[PROBLEM STATEMENT]: Locate each line in the listing below that contains the word "hillside", and copy those lines out.

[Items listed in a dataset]
* * * * * * *
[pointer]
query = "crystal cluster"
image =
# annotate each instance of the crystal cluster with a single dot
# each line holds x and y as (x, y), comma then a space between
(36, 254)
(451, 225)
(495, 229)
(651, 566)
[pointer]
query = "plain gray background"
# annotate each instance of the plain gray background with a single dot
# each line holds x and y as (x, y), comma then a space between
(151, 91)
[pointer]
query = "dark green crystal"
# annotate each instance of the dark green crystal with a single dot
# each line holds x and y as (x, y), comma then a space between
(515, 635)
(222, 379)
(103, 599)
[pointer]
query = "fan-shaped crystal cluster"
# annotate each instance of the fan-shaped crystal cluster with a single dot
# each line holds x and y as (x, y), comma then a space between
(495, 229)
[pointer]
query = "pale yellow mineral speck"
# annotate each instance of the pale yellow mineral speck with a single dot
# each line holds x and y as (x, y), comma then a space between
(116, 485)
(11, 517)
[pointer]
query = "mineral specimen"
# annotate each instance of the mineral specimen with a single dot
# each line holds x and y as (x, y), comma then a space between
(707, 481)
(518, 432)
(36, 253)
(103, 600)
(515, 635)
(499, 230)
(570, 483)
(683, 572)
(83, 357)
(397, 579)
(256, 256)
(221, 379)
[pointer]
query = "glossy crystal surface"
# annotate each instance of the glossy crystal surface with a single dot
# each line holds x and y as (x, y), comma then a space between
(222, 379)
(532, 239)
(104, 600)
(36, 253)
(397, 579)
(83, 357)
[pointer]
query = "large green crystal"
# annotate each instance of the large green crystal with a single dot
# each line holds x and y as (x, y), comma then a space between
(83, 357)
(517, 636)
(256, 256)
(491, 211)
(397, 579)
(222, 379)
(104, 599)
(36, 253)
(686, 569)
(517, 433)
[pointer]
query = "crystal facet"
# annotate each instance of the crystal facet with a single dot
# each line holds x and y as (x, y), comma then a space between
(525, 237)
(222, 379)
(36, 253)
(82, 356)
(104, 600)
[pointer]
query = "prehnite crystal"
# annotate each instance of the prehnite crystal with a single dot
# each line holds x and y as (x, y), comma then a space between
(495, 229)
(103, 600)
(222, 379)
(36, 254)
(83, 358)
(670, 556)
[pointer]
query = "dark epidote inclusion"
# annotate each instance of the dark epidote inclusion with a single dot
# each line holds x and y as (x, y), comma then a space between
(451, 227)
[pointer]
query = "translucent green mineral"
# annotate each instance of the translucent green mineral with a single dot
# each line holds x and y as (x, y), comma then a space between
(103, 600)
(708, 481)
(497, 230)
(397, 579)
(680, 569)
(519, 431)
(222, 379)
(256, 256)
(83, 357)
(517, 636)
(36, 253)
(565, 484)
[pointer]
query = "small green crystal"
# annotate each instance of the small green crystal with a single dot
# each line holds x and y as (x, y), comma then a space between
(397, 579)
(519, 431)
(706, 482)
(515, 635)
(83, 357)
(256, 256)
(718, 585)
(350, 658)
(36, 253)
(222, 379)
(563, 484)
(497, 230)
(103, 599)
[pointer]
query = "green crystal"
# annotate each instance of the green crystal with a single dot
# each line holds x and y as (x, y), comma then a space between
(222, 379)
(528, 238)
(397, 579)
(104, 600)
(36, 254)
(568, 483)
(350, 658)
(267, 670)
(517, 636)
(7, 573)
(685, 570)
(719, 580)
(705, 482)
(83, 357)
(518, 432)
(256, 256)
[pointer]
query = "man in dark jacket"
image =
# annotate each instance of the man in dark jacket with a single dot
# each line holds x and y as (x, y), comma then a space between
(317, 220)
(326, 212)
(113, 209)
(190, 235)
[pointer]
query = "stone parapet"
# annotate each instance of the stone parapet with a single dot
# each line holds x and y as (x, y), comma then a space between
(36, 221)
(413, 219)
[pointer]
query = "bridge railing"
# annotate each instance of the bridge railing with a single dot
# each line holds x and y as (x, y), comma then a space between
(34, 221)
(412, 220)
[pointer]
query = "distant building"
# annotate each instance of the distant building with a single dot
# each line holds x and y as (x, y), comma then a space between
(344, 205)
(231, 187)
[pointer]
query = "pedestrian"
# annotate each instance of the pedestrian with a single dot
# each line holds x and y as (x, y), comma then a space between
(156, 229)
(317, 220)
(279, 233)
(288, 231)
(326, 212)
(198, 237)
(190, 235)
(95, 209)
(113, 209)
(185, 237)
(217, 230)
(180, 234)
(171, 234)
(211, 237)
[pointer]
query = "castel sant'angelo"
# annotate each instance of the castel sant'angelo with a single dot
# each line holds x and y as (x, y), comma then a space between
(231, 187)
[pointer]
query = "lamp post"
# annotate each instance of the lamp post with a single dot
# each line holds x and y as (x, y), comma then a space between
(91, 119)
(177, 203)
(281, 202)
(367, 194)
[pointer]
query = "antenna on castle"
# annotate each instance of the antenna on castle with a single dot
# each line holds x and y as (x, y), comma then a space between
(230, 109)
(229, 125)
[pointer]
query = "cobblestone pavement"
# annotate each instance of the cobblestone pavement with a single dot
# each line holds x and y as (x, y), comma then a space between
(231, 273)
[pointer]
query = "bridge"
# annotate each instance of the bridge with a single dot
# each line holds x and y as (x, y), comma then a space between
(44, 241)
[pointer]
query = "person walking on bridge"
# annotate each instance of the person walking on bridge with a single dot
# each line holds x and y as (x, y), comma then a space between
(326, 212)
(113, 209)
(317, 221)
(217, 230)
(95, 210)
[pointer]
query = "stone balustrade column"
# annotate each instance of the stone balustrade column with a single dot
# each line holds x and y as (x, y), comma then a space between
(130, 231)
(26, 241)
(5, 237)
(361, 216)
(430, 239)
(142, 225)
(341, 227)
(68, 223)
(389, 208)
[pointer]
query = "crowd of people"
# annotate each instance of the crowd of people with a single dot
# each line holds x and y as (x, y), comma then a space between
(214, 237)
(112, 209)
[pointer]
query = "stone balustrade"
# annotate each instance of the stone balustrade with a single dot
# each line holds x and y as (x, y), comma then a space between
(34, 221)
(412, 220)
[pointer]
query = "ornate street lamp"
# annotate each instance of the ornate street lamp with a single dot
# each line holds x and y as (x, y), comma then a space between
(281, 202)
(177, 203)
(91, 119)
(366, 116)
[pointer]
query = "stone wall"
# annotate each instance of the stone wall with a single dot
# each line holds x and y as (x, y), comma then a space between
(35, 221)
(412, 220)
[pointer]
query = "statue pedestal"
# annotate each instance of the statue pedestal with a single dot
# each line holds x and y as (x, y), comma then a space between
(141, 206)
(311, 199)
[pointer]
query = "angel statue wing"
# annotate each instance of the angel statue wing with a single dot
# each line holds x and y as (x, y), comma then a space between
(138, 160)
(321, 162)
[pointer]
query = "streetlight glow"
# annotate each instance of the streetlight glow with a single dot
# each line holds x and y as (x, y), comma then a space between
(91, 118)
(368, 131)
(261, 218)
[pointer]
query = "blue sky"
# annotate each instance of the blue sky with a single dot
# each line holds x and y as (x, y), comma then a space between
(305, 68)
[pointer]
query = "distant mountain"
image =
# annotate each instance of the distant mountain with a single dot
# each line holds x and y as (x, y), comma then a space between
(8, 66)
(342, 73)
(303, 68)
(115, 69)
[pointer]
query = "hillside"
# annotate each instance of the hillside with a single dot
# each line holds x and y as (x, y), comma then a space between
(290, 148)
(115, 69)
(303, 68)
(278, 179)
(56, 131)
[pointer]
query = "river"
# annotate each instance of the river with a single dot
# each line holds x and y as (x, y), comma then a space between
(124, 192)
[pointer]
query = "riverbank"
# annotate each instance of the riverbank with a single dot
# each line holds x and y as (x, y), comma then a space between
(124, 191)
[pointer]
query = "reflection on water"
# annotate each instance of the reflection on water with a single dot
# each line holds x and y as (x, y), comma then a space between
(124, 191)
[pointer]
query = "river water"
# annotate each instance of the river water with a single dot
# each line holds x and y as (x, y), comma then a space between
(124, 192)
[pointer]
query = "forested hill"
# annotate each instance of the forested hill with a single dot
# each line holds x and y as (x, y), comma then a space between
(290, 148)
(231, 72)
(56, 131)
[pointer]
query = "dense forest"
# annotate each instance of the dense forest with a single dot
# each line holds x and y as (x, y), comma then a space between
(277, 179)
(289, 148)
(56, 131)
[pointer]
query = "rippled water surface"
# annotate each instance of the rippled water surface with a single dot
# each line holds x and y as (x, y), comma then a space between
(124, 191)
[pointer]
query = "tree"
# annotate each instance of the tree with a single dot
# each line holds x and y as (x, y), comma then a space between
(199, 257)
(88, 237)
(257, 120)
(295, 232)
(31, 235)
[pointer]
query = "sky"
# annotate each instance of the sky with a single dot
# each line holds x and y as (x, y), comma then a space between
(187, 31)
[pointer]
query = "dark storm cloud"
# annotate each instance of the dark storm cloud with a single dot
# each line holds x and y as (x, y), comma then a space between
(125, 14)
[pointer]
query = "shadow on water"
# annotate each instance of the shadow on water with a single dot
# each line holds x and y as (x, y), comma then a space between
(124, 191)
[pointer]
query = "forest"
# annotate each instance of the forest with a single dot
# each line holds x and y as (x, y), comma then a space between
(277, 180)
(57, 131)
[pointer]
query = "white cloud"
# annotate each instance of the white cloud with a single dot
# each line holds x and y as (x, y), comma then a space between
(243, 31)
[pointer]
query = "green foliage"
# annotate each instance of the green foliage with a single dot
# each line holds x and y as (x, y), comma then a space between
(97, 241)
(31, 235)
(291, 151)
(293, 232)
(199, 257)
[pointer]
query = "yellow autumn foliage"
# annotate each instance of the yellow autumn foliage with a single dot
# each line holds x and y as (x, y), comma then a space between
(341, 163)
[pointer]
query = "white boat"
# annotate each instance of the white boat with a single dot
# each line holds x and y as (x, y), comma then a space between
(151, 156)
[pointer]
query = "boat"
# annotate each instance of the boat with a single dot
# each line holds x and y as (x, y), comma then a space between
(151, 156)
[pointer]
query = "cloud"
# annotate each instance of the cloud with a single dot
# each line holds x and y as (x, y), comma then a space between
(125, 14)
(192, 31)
* * * * * * *
[COMPLETED EXERCISE]:
query = "hillside"
# annotate each instance of the hillside with a single dot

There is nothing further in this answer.